*STATED EXERCISE*: Copy exactly the stretch of lines from the one holding "# segment --target metal pole" through the last line of the data below, inclusive. Leave out pictures.

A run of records
___
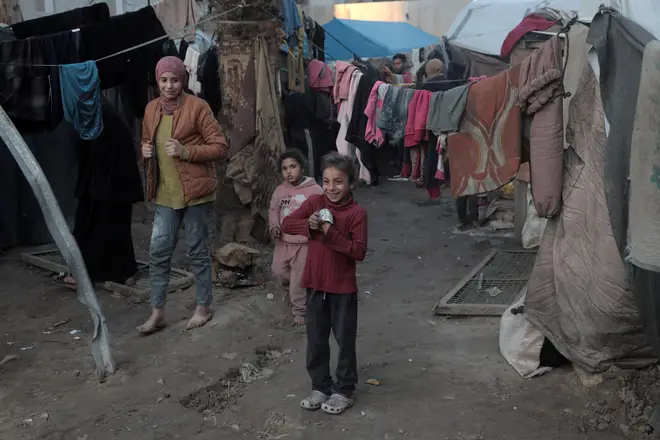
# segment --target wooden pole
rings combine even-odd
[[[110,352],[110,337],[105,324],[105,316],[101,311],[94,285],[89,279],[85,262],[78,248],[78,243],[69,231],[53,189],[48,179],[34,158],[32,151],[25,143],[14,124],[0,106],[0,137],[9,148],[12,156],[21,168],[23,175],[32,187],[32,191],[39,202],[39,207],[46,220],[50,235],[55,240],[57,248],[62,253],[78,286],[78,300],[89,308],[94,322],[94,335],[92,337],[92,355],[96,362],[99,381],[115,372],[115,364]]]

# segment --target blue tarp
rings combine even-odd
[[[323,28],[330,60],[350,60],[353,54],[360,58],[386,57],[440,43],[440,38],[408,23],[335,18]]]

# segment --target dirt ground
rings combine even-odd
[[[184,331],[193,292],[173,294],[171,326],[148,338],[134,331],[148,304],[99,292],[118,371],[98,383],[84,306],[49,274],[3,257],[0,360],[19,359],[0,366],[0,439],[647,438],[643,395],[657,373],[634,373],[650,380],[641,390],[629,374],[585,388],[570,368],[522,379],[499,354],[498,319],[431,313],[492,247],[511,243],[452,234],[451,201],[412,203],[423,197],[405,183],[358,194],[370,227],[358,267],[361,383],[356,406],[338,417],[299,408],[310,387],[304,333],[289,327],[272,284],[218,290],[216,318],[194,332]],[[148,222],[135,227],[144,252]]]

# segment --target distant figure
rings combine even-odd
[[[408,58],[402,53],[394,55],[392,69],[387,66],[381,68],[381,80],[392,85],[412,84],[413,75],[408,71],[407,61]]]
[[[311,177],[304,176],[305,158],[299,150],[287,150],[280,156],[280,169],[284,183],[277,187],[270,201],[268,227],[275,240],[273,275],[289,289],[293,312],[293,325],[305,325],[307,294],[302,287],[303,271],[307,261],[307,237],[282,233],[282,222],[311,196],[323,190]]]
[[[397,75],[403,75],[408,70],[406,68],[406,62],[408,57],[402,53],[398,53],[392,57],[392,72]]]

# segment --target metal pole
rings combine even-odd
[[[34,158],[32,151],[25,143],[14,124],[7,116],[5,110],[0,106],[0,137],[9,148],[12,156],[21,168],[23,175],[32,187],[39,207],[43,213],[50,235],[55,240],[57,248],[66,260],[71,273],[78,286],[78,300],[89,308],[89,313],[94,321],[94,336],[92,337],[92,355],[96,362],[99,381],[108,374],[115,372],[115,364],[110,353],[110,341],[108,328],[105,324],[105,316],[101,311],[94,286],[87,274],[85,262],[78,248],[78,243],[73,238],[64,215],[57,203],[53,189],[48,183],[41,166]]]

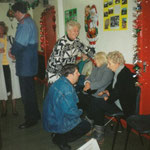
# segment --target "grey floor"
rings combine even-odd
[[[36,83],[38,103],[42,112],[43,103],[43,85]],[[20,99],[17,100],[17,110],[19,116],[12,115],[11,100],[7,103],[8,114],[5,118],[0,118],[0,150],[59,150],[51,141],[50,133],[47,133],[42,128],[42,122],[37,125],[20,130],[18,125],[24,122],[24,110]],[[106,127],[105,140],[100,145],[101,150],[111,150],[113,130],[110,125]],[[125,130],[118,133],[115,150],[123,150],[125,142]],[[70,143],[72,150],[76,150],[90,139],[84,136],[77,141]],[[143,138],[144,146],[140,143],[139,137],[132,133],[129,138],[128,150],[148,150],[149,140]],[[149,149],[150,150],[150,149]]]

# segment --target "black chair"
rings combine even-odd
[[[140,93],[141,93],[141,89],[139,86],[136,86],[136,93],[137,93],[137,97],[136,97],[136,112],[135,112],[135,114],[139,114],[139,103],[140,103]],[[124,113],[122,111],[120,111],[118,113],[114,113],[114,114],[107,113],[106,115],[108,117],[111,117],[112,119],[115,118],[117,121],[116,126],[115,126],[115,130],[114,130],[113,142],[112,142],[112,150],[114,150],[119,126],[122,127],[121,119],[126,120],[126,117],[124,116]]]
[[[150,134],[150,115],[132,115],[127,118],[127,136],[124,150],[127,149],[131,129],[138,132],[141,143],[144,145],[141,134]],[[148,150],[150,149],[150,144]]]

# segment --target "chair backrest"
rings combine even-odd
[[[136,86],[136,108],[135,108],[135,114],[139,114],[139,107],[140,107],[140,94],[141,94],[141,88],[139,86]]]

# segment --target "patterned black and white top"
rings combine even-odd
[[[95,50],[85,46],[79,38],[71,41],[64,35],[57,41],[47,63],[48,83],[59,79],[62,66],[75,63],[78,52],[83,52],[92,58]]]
___
*SOLUTION TO THIS PROBLEM*:
# segment --target metal pole
rings combine even-odd
[[[34,158],[32,151],[25,143],[14,124],[7,116],[5,110],[0,106],[0,137],[9,148],[12,156],[21,168],[23,175],[32,187],[39,207],[43,213],[50,235],[55,240],[57,248],[66,260],[71,273],[78,286],[78,300],[89,308],[89,313],[94,321],[94,336],[92,337],[92,355],[96,362],[99,381],[108,374],[115,372],[115,364],[110,353],[110,341],[108,328],[105,324],[105,316],[101,311],[94,286],[87,274],[85,262],[78,248],[78,243],[73,238],[64,215],[57,203],[53,189],[48,183],[41,166]]]

# segment --target "grey floor"
rings combine even-odd
[[[36,83],[38,103],[42,112],[43,103],[43,85]],[[20,99],[17,100],[17,110],[19,116],[12,115],[11,100],[7,103],[8,114],[5,118],[0,118],[0,150],[59,150],[51,141],[50,133],[47,133],[42,128],[42,122],[37,125],[20,130],[18,125],[24,122],[24,110]],[[106,127],[105,140],[100,145],[101,150],[111,150],[113,130],[110,125]],[[125,130],[118,133],[115,150],[123,150],[125,142]],[[70,143],[72,150],[76,150],[90,139],[84,136],[77,141]],[[143,138],[144,146],[140,143],[139,137],[132,133],[129,138],[128,150],[148,150],[149,140]],[[149,149],[150,150],[150,149]]]

# segment --target "black chair"
rings combine even-odd
[[[140,93],[141,93],[141,89],[139,86],[136,86],[136,93],[137,93],[137,97],[136,97],[136,112],[135,112],[135,114],[139,114],[139,103],[140,103]],[[124,113],[122,111],[120,111],[118,113],[114,113],[114,114],[107,113],[106,115],[108,117],[111,117],[112,119],[115,118],[117,121],[116,126],[115,126],[115,130],[114,130],[113,142],[112,142],[112,150],[114,150],[119,126],[122,127],[121,119],[126,120],[126,117],[124,116]]]
[[[150,134],[150,115],[132,115],[127,118],[127,136],[124,150],[127,149],[131,129],[138,132],[141,143],[144,145],[141,134]],[[148,150],[150,149],[150,144]]]

# segment --target "chair backrest"
rings combine even-odd
[[[136,86],[136,108],[135,108],[135,114],[139,114],[139,107],[140,107],[140,94],[141,94],[141,88],[139,86]]]

# segment --target "patterned black and white top"
rings combine even-odd
[[[95,50],[85,46],[79,38],[71,41],[64,35],[57,41],[47,63],[48,83],[59,79],[62,66],[75,63],[78,52],[83,52],[92,58]]]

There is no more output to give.